→ Text:
National, county governments reach resolutions to strengthen devolution
By Joel Masibo, December 10, 2025Kenya’s commitment to deepening devolution and strengthening collaboration between the national and county governments has been reaffirmed during the 12th Ordinary Session of the National and County Governments Coordinating Summit held at State House, Nairobi on Wednesday, December 10, 2025.
The Summit, the apex body for intergovernmental relations, brought together the National Government Executive and the Council of Governors, coordinated by the Intergovernmental Relations Technical Committee (IGRTC).

The session reviewed progress made since the 11th Summit held in December 2024 and charted a strategic path to accelerate the attainment of devolution’s objectives, particularly in service delivery, resource allocation, and intergovernmental coordination.
Highlights and resolutions
Accelerated transfer of functions to counties
The Summit resolved that IGRTC should fast-track the unbundling and delineation of contested functions for transfer to county governments. The Commission on Revenue Allocation (CRA) and the National Treasury will verify the financial implications of these functions ahead of their inclusion in the 2026/27 Division of Revenue Act.
County governments will further collaborate with state agencies to smoothen the transfer of fixed and movable assets associated with the devolved functions.

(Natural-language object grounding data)
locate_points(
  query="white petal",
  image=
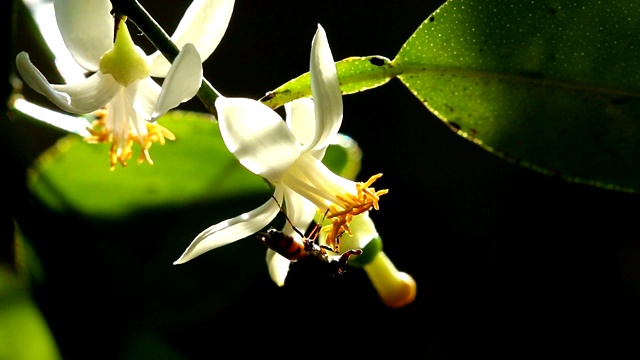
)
(299, 211)
(301, 119)
(182, 82)
(80, 98)
(146, 97)
(278, 267)
(257, 136)
(203, 24)
(231, 230)
(326, 91)
(86, 27)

→ Work order:
Rewrite everything in the devolution article from "National, county governments" down to "December 10, 2025.", changing "commitment" to "pledge".

→ Response:
National, county governments reach resolutions to strengthen devolution
By Joel Masibo, December 10, 2025Kenya’s pledge to deepening devolution and strengthening collaboration between the national and county governments has been reaffirmed during the 12th Ordinary Session of the National and County Governments Coordinating Summit held at State House, Nairobi on Wednesday, December 10, 2025.